(Collected data)

* * * *

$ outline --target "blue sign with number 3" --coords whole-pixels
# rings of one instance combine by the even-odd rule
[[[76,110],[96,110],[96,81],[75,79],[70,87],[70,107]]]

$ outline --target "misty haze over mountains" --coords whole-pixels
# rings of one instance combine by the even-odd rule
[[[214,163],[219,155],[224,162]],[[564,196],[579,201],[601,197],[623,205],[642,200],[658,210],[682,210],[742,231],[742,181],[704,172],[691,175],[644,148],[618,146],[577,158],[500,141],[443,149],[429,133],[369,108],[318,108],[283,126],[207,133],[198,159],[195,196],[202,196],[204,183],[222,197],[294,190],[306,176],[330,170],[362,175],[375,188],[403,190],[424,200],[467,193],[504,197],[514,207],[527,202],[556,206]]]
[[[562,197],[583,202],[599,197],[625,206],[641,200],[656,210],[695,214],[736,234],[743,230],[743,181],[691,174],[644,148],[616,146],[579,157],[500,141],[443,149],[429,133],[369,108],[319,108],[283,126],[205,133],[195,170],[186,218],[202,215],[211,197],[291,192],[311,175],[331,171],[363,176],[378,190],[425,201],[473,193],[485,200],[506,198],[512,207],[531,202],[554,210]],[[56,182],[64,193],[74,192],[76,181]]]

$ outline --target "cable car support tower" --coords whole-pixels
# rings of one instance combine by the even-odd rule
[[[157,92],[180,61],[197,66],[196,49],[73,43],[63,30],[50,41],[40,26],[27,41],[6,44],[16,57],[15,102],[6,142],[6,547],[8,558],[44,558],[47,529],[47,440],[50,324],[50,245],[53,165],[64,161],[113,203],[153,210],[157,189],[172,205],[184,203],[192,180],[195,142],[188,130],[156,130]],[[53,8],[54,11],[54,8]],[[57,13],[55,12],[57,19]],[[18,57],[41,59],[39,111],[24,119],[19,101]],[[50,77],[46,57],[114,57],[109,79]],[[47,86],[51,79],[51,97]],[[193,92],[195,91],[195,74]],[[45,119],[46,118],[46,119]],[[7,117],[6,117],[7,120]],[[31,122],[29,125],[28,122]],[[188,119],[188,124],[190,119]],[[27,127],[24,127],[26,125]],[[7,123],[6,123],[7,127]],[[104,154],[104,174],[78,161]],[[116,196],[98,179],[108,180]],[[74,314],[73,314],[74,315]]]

* * * *

WHAT TO PRODUCE: Retype the records that precede this task, keeping them exactly the same.

SOLUTION TO THIS EXERCISE:
$ outline --target "blue sign with number 3" --coords whole-pixels
# rings of one instance combine by the even-odd rule
[[[76,110],[96,110],[96,81],[75,79],[70,87],[70,107]]]

$ outline --target "misty haze over mountains" --coords whole-pixels
# rings of one instance combine by the even-odd rule
[[[214,163],[219,155],[224,162]],[[564,196],[579,201],[601,197],[623,205],[642,200],[658,210],[682,210],[742,231],[742,181],[704,172],[691,175],[644,148],[618,146],[577,158],[500,141],[443,149],[429,133],[369,108],[318,108],[283,126],[207,133],[198,159],[195,196],[202,196],[204,183],[222,197],[294,190],[306,176],[330,170],[362,175],[375,188],[403,190],[424,200],[467,193],[504,197],[514,207],[527,202],[556,206]]]
[[[562,197],[583,202],[599,197],[625,206],[641,200],[656,210],[695,214],[736,234],[743,230],[743,181],[691,174],[644,148],[616,146],[579,157],[500,141],[443,149],[429,133],[369,108],[319,108],[283,126],[205,133],[195,170],[186,218],[202,215],[211,197],[291,192],[311,175],[331,171],[363,176],[378,190],[425,201],[473,193],[485,200],[506,198],[512,207],[531,202],[554,210]],[[56,182],[64,193],[74,192],[76,181]]]

$ outline --target "cable car support tower" --coords whole-pixels
# rings of one instance combine by the even-odd rule
[[[157,92],[180,61],[197,66],[196,49],[73,43],[63,30],[50,41],[40,26],[27,41],[6,44],[16,57],[15,102],[6,142],[6,547],[8,558],[44,558],[47,529],[47,440],[50,324],[50,245],[53,165],[64,161],[113,203],[153,210],[157,189],[172,205],[184,203],[192,180],[195,142],[188,130],[156,130]],[[53,8],[54,11],[54,8]],[[57,13],[55,12],[57,19]],[[18,57],[41,59],[39,111],[24,119],[19,101]],[[50,77],[46,57],[114,57],[109,79]],[[47,86],[51,79],[51,97]],[[193,92],[195,91],[195,74]],[[45,119],[46,118],[46,119]],[[7,117],[6,117],[7,120]],[[31,122],[29,125],[28,122]],[[188,119],[188,124],[190,119]],[[27,127],[24,127],[26,125]],[[7,123],[6,123],[7,127]],[[104,154],[104,174],[78,161]],[[116,196],[98,179],[108,180]],[[74,314],[73,314],[74,315]]]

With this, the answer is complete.